## THE REQUEST
Starting with the line that contains "Scan for footpath" and going on through the end of the entries, write out every line again, requests included, and shift each bounding-box coordinate in the answers up by 69.

((

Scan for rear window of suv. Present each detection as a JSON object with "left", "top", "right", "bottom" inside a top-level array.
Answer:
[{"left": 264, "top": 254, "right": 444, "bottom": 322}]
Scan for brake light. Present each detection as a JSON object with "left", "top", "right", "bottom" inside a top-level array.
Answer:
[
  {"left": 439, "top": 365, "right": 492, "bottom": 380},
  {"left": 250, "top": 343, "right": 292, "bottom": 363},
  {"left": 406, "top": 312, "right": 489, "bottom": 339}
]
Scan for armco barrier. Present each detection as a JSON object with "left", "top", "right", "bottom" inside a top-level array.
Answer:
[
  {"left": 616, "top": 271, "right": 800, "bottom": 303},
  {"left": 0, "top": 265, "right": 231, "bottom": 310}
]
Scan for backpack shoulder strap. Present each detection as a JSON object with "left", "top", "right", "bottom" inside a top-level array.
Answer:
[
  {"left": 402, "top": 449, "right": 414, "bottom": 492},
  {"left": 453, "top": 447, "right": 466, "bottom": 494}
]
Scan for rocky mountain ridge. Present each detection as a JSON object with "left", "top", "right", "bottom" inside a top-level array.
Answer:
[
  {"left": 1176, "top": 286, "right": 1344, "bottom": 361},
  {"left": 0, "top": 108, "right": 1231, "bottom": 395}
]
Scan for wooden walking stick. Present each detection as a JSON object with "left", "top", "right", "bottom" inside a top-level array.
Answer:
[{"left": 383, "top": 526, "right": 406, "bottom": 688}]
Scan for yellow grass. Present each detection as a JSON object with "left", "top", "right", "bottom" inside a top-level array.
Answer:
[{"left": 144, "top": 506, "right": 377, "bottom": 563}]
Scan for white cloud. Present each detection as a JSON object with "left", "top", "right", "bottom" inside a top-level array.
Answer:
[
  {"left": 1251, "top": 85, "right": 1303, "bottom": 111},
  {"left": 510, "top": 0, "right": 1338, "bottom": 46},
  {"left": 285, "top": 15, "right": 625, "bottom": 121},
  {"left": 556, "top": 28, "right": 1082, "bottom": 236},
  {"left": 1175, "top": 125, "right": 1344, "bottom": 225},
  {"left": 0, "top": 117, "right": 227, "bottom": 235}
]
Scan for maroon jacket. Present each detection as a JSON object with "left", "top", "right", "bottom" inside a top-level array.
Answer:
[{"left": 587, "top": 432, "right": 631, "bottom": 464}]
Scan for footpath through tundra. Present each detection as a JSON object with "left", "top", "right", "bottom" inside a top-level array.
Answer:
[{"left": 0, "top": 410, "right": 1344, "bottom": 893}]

))

## THE COMPLETED TASK
Scan for footpath through tundra. Present each detection as a JSON object with "left", "top", "right", "bottom" inside a top-level array.
Answer:
[{"left": 69, "top": 479, "right": 1413, "bottom": 962}]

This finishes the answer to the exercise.